◆ Brano di lettura

La sua storia vi ricorderà sicuramente qualcosa, anzi qualcuno. Perché sono molti i punti in comune con quella di Rosa Parks, l’afroamericana che, con il suo rifiuto, iniziò una battaglia gentile per combattere le ingiustizie e le diseguaglianze diventando il simbolo della lotta per l’emancipazione delle persone nere.

Chi è Claudette Colvin

Prima di Rosa Parks, però, c’era Claudette Colvin. Solo sei mesi prima dall’episodio che ha cambiato la storia, infatti, questa giovane ragazza diventò protagonista di un rifiuto analogo, ma troppo spesso dimenticato. Le sue gesta oggi rivivono anche in Italia, nella mostra Noir al Meet Digital Culture Center di Milano grazie a un’installazione di realtà aumentata che permette a tutti di toccare con mano la storia, la sua storia. Scopriamola insieme.

Claudette Colvin nasce il 5 settembre del 1939 e cresce con la sua famiglia adottiva. Suo padre, Q.P. è un taglialegna, mentre mamma Mary Anne lavora come cameriera. Cresce tra l’affetto della famiglia in un quartiere povero di Montgomery, ma ben presto deve scontrarsi con una realtà davvero incomprensibile per una bambina.

La sua pelle è nera. E questo è un colore che infastidisce e che divide negli Stati Uniti, che tiene ben separate le persone nei trasporti pubblici, nei posti di lavoro e nelle scuole, ma Claudette non lo sa quando all’età di 4 anni la mamma l’ammonisce perché ha toccato le mani di due bambini bianchi.

I neri non toccano i bianchi, non interagiscono con loro, non camminano negli stessi posti ma, soprattutto, non hanno gli stessi diritti.

Cresce così, Claudette, come tutti quelli che fanno parte della sua comunità. Ma non lo fa accettando passivamente, perché crede fermamente che le cose possono e devono cambiare. Mentre frequenta la scuola segregata a Booker, appena 15enne, la ragazza si rende protagonista di un episodio che cambierà la storia.

Sale sull’autobus per tornare a casa e dopo aver timbrato il biglietto va a sedersi su quelli che sono i sedili destinati alle persone di colore. Ma le leggi vogliono, anzi pretendono, che gli afroamericani devono lasciare il loro posto ai bianchi quando l’autobus è pieno. Claudette, però, non lo fa.

1 dicembre 1955

È una ragazza intraprendente, Claudette, che ha grandi ispirazioni e sogni straordinari. Immagina di diventare Presidente degli Stati Uniti d’America, un giorno, ed è membro attivo della National Association for the Advancement of Colored People che rivendica i diritti civili a scuola e non solo. Non può accettare, dunque, di essere discriminata solo per il colore della pelle.

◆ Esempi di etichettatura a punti
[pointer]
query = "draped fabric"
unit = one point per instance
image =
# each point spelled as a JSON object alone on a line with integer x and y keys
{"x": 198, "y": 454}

◆ Elenco delle consegne
**a.** Rispondi alle seguenti domande sul brano dedicato a Claudette Colvin.
(i) In quale data nasce Claudette Colvin?
(ii) Che mestiere fa suo padre, Q.P.?
(iii) In quale mostra e in quale luogo di Milano rivivono oggi le sue gesta?
**b.** Elenca tutte le cose che, secondo il brano su Claudette Colvin, i neri non fanno nei confronti dei bianchi.

◆ Soluzioni delle consegne
**a.**
(i) Il 5 settembre 1939.
(ii) Il taglialegna.
(iii) Nella mostra Noir, al Meet Digital Culture Center di Milano.

**b.**
- Non toccano i bianchi.
- Non interagiscono con loro.
- Non camminano negli stessi posti.
- Non hanno gli stessi diritti.